▶ What you have to do
Find where "One marker for each instance of the shirt" appears in the entries below. That line and all lines after it, through the last, are to be duplicated exactly, with nothing else.

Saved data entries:

______________________________

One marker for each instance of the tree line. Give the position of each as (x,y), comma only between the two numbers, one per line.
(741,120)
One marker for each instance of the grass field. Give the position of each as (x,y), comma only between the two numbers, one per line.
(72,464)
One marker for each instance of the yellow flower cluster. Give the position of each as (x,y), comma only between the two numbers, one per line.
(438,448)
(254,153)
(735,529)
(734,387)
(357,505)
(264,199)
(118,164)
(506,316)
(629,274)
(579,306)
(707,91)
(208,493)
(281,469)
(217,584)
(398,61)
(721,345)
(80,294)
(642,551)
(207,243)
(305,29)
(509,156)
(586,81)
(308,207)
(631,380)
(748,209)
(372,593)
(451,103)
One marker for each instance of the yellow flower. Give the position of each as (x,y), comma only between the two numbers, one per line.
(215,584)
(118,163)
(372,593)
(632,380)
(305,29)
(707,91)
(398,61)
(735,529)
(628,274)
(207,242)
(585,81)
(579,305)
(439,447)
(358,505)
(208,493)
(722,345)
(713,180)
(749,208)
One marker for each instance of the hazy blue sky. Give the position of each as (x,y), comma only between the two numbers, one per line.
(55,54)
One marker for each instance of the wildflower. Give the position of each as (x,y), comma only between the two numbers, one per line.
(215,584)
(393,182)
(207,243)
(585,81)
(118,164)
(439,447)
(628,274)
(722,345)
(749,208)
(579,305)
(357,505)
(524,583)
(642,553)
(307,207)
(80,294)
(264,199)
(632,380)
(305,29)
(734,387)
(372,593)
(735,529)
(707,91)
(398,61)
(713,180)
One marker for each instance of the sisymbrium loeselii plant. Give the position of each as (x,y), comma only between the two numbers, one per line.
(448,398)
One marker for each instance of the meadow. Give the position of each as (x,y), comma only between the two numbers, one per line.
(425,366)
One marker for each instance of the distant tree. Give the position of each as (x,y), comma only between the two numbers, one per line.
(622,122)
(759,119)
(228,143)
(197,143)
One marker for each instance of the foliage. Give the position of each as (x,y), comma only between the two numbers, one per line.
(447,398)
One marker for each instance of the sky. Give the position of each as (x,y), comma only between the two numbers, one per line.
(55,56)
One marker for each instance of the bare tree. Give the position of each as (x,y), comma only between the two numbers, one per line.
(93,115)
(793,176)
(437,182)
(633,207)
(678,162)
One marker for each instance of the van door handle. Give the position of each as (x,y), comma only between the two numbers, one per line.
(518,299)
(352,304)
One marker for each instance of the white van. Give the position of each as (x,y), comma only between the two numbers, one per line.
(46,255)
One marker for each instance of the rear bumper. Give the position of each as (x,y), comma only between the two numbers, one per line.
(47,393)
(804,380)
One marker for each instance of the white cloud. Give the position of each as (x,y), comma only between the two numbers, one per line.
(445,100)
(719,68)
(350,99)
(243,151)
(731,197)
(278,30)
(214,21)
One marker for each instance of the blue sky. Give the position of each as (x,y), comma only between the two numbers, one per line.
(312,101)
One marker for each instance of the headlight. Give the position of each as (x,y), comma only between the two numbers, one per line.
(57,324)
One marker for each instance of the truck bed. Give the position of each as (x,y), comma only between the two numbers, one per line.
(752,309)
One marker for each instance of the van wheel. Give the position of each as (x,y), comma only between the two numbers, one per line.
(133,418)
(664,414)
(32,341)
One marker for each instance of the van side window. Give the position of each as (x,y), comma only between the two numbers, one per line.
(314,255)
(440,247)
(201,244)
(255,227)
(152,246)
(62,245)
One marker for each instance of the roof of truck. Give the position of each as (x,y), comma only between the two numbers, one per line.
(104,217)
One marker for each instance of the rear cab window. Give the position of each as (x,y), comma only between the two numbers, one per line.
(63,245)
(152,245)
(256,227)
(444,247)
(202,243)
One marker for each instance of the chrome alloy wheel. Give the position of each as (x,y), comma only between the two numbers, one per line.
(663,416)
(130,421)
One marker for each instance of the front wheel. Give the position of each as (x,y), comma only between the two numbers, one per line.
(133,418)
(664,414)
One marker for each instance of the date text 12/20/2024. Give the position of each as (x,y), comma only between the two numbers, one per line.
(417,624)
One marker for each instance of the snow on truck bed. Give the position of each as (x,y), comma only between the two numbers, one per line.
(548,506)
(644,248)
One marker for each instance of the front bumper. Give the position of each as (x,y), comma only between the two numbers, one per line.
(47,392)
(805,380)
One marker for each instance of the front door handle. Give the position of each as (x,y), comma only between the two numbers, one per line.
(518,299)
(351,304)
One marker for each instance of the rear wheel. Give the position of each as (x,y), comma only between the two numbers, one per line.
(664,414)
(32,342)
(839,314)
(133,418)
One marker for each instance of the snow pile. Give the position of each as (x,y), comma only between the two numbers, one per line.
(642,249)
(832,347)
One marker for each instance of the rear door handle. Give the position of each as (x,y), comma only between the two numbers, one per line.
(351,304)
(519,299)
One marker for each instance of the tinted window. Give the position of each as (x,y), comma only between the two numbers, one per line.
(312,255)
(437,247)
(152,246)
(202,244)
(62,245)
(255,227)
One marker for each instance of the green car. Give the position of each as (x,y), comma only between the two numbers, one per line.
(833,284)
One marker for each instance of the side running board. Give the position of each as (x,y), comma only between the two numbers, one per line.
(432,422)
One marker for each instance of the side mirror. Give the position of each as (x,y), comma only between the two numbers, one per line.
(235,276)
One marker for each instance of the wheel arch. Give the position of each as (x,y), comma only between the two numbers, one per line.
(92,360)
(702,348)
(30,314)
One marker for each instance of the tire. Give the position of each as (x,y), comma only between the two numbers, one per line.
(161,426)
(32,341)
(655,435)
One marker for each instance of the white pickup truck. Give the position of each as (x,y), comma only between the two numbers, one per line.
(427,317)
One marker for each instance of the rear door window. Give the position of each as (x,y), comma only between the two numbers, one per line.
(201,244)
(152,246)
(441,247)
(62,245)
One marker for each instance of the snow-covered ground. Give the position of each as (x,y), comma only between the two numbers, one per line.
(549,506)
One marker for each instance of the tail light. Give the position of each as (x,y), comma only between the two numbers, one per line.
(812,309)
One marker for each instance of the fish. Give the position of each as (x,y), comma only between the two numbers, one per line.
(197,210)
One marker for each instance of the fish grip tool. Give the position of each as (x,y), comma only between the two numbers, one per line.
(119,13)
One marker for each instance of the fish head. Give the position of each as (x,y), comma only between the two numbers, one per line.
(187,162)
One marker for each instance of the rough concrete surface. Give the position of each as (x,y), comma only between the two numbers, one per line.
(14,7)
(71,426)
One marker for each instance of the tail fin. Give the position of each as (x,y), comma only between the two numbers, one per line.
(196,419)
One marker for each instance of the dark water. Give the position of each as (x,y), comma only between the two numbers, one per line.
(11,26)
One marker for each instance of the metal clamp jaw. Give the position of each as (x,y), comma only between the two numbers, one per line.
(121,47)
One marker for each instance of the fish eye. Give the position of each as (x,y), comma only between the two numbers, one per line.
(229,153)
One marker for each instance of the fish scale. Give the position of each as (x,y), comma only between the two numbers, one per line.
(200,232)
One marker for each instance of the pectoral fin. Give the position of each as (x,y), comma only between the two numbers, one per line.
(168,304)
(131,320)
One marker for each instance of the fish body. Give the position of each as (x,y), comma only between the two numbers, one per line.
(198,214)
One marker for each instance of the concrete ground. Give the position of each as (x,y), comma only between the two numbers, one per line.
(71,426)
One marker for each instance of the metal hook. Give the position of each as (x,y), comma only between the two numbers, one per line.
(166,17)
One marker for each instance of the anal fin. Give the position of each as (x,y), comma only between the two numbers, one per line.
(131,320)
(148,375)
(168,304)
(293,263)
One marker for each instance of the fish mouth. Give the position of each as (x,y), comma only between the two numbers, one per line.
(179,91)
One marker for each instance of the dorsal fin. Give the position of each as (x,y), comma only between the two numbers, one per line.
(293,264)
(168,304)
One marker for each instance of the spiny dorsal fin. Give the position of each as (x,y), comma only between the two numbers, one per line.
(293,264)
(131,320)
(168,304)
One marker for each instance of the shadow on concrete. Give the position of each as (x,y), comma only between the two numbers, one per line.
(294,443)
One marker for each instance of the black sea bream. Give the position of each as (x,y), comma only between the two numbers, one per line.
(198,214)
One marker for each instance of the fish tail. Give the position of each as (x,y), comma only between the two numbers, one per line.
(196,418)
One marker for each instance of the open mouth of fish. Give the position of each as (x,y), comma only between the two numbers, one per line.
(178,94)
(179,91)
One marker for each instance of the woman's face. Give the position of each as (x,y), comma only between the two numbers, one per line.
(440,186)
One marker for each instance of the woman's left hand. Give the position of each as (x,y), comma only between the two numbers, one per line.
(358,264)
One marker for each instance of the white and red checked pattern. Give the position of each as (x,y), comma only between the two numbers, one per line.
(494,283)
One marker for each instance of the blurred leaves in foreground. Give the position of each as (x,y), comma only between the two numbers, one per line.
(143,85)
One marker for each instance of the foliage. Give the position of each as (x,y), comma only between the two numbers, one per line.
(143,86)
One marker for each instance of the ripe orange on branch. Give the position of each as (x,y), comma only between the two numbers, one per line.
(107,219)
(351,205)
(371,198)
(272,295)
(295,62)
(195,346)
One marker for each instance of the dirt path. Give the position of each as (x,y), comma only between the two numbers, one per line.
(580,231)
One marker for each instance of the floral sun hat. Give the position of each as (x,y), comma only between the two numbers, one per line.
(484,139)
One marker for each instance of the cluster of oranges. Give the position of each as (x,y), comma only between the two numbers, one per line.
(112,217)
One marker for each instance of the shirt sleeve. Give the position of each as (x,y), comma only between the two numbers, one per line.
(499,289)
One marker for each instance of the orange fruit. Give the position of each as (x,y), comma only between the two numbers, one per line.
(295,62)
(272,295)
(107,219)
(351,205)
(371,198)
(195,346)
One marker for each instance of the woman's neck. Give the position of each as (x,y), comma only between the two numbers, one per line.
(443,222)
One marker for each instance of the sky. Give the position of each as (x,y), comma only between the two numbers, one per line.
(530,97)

______________________________

▶ The answer
One marker for each instance of the shirt sleeve. Give the position of each as (x,y), comma only between the two numbers, one per line.
(499,289)
One marker for each instance of the orange fruit. Give the position of each as (x,y), comma only between the two numbers, one per line.
(295,62)
(272,295)
(107,219)
(351,205)
(371,198)
(195,346)
One marker for each instance of the woman's neck. Give the position of each as (x,y), comma only between the two numbers, one per line.
(443,222)
One marker for each instance of the sky. Give the position of each as (x,y), comma only between the two numbers, one per line.
(530,97)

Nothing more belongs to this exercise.